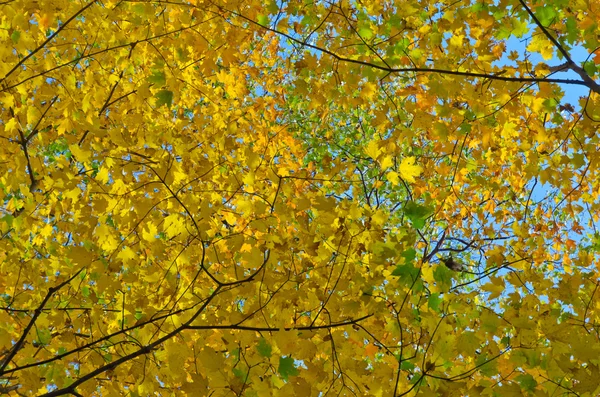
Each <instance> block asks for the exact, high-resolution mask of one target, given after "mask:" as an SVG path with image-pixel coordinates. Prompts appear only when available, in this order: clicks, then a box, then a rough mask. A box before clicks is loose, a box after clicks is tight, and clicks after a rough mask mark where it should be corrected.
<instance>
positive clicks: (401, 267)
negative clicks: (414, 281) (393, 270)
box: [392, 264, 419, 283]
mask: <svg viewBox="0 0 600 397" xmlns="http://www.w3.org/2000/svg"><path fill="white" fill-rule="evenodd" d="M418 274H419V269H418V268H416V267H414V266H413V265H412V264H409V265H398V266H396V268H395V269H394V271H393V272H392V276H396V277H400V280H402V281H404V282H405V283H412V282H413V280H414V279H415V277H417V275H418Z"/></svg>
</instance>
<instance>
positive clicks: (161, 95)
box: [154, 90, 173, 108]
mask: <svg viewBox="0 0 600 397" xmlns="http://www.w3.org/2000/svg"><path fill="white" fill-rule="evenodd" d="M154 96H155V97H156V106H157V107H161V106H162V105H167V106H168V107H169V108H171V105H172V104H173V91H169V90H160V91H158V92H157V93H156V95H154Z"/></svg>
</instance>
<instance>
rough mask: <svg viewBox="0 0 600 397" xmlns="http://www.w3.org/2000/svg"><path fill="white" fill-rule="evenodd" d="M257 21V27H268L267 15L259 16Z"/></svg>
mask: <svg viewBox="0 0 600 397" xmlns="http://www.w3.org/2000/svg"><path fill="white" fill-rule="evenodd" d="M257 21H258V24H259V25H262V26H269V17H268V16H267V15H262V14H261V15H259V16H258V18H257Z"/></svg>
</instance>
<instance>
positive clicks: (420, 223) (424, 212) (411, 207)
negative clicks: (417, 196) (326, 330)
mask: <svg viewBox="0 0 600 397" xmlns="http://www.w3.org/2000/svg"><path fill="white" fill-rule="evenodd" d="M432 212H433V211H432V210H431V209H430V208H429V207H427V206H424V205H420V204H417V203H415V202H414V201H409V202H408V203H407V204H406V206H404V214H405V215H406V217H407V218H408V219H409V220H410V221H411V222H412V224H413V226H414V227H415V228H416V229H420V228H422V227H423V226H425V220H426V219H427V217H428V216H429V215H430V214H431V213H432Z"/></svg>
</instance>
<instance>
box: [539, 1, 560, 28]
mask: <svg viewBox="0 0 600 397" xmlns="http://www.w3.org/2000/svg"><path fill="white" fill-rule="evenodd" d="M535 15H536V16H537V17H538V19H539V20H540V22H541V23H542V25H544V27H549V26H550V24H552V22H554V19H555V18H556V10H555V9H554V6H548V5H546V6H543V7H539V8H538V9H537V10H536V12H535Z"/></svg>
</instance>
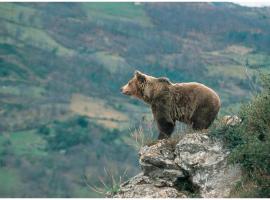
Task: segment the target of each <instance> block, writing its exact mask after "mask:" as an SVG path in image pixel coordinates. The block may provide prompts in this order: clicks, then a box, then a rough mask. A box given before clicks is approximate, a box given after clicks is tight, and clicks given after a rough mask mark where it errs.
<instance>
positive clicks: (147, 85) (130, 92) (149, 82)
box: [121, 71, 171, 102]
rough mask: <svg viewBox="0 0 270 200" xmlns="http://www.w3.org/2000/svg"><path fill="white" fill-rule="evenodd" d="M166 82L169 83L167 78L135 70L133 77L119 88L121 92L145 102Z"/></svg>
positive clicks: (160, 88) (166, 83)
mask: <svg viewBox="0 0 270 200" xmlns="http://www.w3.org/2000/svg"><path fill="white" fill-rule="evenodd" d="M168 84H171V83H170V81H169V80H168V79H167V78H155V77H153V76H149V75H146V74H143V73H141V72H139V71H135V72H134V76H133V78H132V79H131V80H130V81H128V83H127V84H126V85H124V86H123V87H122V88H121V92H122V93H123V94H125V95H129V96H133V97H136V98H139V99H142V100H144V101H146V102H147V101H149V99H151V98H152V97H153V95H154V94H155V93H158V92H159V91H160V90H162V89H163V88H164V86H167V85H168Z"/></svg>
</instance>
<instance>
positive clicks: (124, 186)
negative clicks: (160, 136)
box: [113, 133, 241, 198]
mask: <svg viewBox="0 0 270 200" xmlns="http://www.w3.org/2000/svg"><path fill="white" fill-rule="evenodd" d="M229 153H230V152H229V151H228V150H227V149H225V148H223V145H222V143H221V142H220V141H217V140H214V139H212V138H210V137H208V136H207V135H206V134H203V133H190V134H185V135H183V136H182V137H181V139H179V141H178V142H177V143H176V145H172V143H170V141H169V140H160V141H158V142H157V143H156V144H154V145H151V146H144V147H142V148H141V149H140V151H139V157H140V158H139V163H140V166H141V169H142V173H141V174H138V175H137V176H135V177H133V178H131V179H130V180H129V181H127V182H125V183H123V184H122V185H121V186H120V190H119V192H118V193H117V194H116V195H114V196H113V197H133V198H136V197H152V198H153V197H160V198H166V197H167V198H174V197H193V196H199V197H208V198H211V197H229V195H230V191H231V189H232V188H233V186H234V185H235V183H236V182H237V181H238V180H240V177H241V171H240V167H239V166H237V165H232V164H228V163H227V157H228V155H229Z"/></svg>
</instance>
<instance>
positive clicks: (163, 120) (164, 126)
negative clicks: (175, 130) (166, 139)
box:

----------------

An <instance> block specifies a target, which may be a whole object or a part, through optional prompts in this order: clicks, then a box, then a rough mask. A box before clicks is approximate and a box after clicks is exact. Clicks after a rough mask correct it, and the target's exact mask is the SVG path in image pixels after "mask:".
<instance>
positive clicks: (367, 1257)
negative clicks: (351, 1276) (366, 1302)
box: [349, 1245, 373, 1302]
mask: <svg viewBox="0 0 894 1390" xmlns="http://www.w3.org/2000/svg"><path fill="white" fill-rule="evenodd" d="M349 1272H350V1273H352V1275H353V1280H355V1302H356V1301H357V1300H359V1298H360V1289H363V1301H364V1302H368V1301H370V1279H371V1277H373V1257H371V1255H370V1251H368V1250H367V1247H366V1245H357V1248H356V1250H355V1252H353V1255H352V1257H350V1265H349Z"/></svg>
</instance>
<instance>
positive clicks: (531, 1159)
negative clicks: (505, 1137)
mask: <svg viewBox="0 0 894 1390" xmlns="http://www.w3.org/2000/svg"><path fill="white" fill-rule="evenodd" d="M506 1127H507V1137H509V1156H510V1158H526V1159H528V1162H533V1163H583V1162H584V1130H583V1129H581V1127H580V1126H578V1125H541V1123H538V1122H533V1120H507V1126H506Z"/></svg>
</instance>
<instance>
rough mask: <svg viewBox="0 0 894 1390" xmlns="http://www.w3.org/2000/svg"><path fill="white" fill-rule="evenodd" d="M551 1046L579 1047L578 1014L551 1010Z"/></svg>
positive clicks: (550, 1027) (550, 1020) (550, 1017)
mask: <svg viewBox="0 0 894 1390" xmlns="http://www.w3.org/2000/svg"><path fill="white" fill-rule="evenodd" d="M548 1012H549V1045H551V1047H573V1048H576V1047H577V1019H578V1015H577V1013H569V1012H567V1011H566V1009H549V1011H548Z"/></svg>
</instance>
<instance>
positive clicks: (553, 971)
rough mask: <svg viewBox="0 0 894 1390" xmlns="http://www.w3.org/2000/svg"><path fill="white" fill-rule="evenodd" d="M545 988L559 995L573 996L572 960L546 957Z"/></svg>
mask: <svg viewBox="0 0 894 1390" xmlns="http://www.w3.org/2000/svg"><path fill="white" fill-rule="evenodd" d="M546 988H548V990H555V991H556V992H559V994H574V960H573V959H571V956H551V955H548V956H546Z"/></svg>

----------------

(WHAT IS BEING ASKED):
Using the records given above, list every line that includes the word "this".

(ANSWER TO THE EXERCISE):
Each <instance> block asks for the exact, high-resolution mask of one target, given after "mask:" as an SVG path with image-pixel coordinates. Prompts appear only when available, in this order: clicks, then a box, then a rough mask. A box before clicks is loose, a box after clicks is tight, and clicks after a rough mask mark where it should be corrected.
Task: segment the target of each <instance> block, writing its exact mask after "mask:" as an SVG path in image pixel coordinates. The block may provide prompts in this order: clicks, then a box, then a rough mask. A box given before clicks is approximate, a box given after clicks is tight, and clicks given after a rough mask mark where it errs.
An <instance> block specifies a target, which may be a whole object or a part, through optional prompts in this order: clicks, then a box, then a rough mask. A box before clicks is approximate and a box after clicks is exact. Clicks after a rough mask correct it, and the target's exact mask is the SVG path in image pixels after "mask:".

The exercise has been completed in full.